▸ **INSTRUCTIONS FOR THE TASK**:
Pull out every line below that contains the string "polo", matching case exactly.

▸ **MATERIAL FOR THIS EXERCISE**:
◇ ◇ ◇
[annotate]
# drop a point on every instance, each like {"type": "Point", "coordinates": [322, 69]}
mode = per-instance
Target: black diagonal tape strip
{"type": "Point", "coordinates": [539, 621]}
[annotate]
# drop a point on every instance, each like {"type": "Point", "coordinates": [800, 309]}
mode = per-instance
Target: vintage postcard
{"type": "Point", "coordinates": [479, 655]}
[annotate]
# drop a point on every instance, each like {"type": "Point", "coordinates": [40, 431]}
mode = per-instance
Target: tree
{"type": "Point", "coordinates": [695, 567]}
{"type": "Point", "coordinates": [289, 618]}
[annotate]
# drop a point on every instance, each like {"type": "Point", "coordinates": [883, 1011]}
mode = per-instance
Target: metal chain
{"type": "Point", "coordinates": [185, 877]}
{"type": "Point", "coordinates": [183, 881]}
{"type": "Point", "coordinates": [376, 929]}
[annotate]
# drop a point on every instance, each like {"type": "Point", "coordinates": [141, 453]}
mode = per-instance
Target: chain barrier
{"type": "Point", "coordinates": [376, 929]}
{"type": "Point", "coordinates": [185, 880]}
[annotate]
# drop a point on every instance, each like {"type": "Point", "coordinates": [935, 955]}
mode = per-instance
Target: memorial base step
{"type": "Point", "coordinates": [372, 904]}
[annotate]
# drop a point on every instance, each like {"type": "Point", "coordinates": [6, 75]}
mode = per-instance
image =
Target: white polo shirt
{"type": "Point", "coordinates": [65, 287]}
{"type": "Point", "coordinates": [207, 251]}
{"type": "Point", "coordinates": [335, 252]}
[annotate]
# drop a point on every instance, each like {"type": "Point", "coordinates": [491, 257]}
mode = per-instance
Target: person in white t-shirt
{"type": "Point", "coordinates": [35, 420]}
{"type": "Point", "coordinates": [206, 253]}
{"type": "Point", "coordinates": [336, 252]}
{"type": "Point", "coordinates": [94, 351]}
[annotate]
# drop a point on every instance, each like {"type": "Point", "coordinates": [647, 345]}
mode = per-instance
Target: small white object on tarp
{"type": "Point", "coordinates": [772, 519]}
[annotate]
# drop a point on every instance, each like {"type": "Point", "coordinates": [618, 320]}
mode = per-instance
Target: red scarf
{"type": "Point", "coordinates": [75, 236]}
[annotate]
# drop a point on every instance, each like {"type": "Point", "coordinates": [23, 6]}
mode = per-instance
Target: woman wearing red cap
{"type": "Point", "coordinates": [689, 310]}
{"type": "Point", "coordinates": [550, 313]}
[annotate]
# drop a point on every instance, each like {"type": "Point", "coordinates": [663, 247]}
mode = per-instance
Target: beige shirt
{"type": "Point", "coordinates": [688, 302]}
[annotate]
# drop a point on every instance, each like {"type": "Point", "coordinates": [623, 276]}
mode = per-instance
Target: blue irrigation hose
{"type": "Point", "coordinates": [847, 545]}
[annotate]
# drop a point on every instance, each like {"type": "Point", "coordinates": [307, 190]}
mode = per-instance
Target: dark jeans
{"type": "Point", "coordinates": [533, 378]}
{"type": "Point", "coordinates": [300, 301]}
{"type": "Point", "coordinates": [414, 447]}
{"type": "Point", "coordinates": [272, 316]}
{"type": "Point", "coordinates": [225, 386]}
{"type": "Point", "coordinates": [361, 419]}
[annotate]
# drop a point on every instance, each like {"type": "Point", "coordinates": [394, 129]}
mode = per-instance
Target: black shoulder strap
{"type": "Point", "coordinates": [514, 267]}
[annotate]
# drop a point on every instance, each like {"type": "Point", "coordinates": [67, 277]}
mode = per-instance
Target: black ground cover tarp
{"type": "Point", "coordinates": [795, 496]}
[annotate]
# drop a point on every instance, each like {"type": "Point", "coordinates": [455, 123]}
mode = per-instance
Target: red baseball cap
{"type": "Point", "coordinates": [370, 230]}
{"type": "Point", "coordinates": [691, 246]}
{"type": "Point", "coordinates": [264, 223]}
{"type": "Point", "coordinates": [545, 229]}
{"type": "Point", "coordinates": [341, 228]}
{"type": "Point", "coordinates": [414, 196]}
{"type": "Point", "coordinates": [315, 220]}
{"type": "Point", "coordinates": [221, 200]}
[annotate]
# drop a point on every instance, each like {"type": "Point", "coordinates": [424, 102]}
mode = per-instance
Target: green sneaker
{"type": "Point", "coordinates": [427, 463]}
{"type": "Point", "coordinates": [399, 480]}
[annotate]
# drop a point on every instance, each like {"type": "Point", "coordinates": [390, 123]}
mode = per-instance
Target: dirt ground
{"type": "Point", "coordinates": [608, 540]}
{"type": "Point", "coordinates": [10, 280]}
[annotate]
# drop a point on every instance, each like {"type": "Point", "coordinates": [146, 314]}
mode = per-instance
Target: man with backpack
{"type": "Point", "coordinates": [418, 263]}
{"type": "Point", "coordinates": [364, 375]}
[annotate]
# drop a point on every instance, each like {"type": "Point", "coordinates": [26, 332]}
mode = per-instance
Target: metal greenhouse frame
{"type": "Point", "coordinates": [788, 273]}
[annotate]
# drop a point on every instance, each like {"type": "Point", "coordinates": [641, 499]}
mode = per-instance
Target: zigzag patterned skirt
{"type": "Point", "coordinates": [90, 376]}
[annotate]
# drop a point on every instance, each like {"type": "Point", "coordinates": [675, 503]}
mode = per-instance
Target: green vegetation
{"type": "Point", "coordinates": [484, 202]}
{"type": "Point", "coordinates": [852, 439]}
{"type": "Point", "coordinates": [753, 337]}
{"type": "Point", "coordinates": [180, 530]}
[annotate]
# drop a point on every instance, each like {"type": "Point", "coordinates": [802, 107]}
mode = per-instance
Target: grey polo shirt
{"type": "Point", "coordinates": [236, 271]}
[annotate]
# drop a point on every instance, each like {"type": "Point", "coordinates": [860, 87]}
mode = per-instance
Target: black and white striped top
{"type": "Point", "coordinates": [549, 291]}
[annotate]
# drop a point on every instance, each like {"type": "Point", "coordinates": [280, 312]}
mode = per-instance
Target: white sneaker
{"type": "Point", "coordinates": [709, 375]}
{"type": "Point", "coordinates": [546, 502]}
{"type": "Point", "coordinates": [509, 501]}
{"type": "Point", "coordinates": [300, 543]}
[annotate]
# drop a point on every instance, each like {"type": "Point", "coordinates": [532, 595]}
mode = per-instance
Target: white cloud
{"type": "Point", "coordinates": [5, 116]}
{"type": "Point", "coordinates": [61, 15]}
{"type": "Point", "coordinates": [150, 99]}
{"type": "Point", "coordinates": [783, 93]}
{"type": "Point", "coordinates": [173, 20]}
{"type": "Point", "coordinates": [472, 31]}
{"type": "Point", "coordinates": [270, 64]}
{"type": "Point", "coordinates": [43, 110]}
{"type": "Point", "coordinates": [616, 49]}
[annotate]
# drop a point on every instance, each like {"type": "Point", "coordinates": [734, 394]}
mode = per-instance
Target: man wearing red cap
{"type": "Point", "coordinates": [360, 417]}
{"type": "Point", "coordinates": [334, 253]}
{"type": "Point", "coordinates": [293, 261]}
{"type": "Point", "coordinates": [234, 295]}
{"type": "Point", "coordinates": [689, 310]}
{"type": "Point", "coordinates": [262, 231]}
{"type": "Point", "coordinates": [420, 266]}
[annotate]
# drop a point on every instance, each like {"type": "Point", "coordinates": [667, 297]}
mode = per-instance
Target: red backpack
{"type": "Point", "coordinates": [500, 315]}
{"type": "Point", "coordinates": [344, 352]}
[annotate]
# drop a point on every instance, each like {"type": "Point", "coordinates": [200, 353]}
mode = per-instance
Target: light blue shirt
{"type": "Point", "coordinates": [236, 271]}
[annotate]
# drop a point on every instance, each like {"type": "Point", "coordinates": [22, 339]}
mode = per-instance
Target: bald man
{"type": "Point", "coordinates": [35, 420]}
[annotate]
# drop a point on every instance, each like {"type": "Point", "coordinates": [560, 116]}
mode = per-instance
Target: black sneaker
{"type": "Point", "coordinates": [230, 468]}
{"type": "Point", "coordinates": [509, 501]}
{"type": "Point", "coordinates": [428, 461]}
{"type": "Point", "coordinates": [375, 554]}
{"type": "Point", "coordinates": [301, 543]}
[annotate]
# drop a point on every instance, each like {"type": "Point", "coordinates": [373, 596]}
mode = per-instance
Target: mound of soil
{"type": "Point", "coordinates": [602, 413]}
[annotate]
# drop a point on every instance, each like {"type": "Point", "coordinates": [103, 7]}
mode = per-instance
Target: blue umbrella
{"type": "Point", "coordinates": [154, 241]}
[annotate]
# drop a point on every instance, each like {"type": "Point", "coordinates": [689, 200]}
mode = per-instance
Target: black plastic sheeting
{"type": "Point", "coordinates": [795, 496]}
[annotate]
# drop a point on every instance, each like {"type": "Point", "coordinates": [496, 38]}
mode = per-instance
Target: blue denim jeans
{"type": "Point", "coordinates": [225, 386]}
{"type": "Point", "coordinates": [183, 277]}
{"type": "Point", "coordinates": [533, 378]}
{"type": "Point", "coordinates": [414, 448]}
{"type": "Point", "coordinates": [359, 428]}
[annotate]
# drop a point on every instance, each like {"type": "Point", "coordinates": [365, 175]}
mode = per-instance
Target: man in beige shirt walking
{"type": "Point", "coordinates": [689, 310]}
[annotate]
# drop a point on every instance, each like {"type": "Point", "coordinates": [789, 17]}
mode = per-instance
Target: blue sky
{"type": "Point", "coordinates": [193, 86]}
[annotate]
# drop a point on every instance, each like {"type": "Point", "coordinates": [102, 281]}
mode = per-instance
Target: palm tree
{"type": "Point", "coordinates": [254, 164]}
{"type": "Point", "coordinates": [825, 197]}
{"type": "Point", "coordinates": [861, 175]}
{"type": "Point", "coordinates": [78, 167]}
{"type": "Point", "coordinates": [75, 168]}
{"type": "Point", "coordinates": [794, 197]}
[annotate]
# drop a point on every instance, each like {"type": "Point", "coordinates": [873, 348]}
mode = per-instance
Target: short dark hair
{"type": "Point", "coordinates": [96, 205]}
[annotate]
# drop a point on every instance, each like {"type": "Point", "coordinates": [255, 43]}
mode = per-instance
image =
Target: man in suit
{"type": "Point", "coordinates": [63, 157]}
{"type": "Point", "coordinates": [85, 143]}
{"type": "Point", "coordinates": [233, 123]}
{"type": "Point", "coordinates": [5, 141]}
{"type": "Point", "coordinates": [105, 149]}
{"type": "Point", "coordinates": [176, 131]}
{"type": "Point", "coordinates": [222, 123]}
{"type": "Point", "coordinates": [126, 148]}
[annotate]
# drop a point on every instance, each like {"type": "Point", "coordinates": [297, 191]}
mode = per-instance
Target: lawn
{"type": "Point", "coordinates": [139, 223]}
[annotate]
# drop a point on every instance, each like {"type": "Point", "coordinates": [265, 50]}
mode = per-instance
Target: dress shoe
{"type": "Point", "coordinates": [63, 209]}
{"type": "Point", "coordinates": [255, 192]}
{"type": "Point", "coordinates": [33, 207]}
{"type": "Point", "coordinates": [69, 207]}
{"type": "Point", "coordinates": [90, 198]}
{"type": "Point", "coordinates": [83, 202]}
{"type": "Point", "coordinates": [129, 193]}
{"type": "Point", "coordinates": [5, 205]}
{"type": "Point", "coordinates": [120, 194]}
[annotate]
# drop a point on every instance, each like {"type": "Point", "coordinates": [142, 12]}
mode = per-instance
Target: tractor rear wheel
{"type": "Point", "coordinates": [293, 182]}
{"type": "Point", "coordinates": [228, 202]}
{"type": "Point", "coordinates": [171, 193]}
◇ ◇ ◇
▸ **FULL RESPONSE**:
Target: white polo shirt
Target: grey polo shirt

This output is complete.